An example of inside liability is liability generated from the business operations of the LLC. With proper setup and corporate maintenance, such that any attempt to pierce the corporate veil is unsuccesful, the losses in the worst case scenario are limited to the capital contributed to the company by its founders.
An example of outside liability is a judgment against a business entity owner incurred as a result of a personal automobile accident exceeding any applicable liability insurance policy limits [FN1].
One advantage of the LLC (with so much misinformation around online, it is worth noting that there are also disadvantages of LLCs) is that in the case of outside liabilty, the judgment creditor is limited to a charging order. A charging order is a lien that entitles the creditor to any distributions from the LLC that would go to the member. With a properly-drafted operating agreement, the LLC will usually have great discretion about the timing and amount of such distributions, which generally leads to a settlement with the judgment creditor that is favorable to the judgment debtor.

Data under study:
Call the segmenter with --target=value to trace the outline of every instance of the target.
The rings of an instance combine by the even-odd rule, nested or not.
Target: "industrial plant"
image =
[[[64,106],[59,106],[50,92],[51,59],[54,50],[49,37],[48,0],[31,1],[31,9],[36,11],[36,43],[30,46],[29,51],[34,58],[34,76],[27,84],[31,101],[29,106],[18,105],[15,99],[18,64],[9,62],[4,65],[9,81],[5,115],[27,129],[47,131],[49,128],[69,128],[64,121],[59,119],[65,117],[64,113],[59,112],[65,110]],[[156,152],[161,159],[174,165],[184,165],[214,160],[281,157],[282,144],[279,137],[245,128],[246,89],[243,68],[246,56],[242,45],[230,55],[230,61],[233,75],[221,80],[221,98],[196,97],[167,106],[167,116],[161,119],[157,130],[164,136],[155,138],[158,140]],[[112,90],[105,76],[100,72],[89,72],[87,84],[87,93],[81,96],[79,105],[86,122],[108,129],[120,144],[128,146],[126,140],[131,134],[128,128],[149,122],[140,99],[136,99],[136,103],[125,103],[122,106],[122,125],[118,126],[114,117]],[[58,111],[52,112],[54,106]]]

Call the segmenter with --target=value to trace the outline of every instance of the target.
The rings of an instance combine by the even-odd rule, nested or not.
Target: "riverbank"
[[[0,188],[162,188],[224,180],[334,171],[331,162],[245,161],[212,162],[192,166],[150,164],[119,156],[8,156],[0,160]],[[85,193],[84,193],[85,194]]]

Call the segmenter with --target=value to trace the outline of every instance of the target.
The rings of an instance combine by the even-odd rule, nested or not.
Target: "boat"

Tasks:
a) Retype the passage on LLC liability, starting with "One advantage of" and going on through "the judgment debtor.".
b) For each statement, say whether it agrees with the passage on LLC liability, answering yes or no and quoting the deciding words. (i) A charging order gives the creditor a claim to distributions from the LLC that would go to the member. (ii) The passage gives liability from the LLC's business operations as its example of outside liability. (iii) The passage says LLCs have no disadvantages.
The listing is not needed for anything that follows.

Answers for the exercise:
a)
One advantage of the LLC (with so much misinformation around online, it is worth noting that there are also disadvantages of LLCs) is that in the case of outside liabilty, the judgment creditor is limited to a charging order. A charging order is a lien that entitles the creditor to any distributions from the LLC that would go to the member. With a properly-drafted operating agreement, the LLC will usually have great discretion about the timing and amount of such distributions, which generally leads to a settlement with the judgment creditor that is favorable to the judgment debtor.

b)
(i) Yes: "A charging order is a lien that entitles the creditor to any distributions from the LLC that would go to the member."
(ii) No: "An example of inside liability is liability generated from the business operations of the LLC."
(iii) No: "it is worth noting that there are also disadvantages of LLCs"